## Objective
Write out the items below word for word, from the line containing "Would you mind marking the white ceramic" through the last line of the items, both ends included.

## Source material
• • • • • • •

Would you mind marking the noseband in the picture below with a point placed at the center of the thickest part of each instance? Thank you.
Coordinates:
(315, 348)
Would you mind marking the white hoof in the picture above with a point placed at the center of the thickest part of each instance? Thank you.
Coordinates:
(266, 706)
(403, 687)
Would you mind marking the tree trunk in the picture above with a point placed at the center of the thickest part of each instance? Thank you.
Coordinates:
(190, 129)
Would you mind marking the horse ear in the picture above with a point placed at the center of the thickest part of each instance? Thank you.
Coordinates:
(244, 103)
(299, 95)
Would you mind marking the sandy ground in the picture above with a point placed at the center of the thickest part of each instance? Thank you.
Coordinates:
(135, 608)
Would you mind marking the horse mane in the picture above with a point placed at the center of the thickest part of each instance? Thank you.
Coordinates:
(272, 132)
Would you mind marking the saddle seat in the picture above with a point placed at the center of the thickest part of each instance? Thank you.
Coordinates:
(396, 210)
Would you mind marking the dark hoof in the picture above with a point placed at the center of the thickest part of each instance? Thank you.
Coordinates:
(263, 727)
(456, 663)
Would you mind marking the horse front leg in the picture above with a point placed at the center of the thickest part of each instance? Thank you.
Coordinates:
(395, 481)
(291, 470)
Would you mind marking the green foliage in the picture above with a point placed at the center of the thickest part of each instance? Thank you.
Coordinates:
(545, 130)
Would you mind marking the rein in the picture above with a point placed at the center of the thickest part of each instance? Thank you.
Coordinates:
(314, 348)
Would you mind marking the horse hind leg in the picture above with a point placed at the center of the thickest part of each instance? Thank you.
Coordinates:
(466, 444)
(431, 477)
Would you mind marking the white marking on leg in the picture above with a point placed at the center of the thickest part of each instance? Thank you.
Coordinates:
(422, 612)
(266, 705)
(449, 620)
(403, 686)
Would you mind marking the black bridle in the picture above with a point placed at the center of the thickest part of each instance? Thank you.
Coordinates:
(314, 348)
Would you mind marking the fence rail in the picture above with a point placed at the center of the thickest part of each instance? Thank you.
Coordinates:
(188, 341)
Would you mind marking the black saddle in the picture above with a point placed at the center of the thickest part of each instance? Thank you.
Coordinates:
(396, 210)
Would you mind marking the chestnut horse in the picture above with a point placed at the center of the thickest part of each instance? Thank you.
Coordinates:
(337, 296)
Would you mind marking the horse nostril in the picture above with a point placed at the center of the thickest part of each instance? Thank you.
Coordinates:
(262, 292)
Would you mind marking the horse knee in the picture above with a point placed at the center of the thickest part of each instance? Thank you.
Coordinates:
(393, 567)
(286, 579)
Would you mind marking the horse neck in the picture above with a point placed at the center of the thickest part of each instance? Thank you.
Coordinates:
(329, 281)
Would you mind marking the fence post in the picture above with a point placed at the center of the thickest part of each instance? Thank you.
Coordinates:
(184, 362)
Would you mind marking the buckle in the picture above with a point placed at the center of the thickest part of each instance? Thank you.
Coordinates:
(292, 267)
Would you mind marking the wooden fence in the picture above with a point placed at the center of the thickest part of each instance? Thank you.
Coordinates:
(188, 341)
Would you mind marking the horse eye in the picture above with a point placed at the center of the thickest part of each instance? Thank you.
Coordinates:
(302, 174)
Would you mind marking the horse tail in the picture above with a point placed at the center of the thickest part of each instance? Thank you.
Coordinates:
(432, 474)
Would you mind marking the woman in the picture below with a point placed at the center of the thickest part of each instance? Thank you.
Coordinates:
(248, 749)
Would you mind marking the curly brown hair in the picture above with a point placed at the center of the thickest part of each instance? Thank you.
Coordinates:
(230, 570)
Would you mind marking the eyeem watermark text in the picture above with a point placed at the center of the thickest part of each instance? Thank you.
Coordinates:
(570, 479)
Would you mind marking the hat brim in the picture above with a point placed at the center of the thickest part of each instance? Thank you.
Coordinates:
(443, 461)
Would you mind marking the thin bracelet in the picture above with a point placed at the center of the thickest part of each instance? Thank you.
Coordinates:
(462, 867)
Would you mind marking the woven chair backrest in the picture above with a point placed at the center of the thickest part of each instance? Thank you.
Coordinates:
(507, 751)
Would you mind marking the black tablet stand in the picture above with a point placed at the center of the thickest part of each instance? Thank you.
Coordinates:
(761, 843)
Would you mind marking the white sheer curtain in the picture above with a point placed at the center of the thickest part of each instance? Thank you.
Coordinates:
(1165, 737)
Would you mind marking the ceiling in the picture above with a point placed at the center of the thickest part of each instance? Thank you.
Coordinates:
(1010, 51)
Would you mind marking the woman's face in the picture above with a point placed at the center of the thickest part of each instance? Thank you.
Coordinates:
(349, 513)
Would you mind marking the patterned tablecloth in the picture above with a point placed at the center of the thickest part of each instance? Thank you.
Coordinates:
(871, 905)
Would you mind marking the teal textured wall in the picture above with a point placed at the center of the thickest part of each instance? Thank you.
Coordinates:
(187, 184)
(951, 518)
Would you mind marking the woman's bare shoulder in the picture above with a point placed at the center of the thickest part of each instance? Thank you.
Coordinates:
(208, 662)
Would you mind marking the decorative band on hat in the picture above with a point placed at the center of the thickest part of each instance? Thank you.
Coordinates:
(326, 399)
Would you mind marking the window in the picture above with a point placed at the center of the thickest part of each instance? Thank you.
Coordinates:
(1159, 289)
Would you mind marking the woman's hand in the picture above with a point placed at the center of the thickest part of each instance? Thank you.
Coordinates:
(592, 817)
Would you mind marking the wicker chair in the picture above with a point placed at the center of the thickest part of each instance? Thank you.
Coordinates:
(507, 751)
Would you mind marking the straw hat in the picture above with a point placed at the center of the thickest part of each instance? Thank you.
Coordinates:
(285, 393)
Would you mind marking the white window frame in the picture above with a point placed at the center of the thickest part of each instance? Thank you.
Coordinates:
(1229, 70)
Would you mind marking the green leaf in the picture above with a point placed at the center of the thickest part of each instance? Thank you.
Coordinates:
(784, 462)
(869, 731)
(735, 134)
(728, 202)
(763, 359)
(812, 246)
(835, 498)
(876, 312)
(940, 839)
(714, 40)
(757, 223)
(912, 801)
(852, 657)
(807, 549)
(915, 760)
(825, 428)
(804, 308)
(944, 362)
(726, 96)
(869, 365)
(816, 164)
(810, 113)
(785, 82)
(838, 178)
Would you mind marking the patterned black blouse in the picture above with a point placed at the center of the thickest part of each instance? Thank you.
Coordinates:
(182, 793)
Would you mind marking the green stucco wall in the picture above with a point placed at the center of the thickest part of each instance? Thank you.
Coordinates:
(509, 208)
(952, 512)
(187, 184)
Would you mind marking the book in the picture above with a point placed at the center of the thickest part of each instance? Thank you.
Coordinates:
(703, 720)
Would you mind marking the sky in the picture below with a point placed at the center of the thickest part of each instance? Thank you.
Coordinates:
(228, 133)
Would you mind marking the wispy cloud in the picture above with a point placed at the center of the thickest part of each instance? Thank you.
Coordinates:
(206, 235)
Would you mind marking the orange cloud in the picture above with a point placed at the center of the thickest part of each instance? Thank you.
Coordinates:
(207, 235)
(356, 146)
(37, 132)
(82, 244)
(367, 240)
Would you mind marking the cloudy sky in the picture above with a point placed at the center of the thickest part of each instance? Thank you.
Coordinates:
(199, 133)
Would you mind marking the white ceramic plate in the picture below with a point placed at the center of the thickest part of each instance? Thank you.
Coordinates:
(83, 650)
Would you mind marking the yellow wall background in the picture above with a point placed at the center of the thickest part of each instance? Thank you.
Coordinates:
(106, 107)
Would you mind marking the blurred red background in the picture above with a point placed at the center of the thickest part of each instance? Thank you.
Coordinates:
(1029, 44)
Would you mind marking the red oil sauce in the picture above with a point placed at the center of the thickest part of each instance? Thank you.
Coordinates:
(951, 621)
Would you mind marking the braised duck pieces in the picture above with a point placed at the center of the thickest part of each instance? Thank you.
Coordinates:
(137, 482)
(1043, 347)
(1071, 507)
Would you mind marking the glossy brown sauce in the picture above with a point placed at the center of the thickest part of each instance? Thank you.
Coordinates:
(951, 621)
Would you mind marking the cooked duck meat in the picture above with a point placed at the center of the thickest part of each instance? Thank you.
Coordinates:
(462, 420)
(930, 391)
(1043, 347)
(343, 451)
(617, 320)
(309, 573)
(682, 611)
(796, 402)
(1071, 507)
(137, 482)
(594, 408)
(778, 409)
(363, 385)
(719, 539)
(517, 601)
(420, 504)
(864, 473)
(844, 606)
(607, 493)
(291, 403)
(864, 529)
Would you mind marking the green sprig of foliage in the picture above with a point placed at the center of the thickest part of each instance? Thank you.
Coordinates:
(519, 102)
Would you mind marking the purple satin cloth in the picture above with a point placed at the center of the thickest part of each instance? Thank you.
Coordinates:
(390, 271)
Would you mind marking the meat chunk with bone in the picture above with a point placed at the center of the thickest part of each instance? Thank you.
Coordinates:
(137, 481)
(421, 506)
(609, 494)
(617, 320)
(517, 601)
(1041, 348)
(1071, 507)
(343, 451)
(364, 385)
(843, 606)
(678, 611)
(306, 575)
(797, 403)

• • • • • • •

## Output below
Would you mind marking the white ceramic plate in the picture below with a point placed at the center of the thickest part of each instance? Thank you.
Coordinates:
(83, 650)
Would you mind marking the yellow wall background in the picture above with a point placed at the center of the thickest part of each instance? Thank you.
Coordinates:
(106, 107)
Would you mind marking the blurred red background in the picture above with a point placed at the center of the thickest part of each instance? Thank you.
Coordinates:
(1029, 44)
Would you mind marking the red oil sauce in the picture above with a point placed at the center of the thickest part of each instance? Thank you.
Coordinates:
(951, 621)
Would you mind marking the braised duck pieces in the picture above with a point placed at the center of the thickest part of each instance? Thank you.
Coordinates:
(137, 482)
(1043, 347)
(1071, 507)
Would you mind marking the glossy brown sauce in the picture above with a point placed at the center of the thickest part of each instance? Thank you.
Coordinates:
(951, 621)
Would you mind marking the cooked duck meat in the picture above with a point placed at the center of the thickest part of each instance? Thank you.
Coordinates:
(462, 420)
(930, 391)
(1043, 347)
(343, 451)
(617, 320)
(309, 573)
(682, 611)
(796, 402)
(1071, 507)
(137, 482)
(594, 408)
(778, 409)
(363, 385)
(719, 539)
(517, 601)
(420, 504)
(864, 473)
(844, 606)
(607, 493)
(291, 403)
(864, 529)
Would you mind marking the green sprig of foliage in the picture above with a point placed at the center of the thickest part of each instance? Thank you.
Coordinates:
(519, 102)
Would you mind marking the purple satin cloth in the picture above with a point placed at the center of the thickest part of each instance? Thank you.
Coordinates:
(390, 271)
Would you mind marking the meat chunk with bone in the picture above with a point placed at the center of the thickest part of each instance? Thank you.
Coordinates:
(137, 481)
(421, 506)
(609, 494)
(617, 320)
(517, 601)
(1041, 348)
(1071, 507)
(343, 451)
(364, 385)
(843, 606)
(678, 611)
(306, 575)
(797, 403)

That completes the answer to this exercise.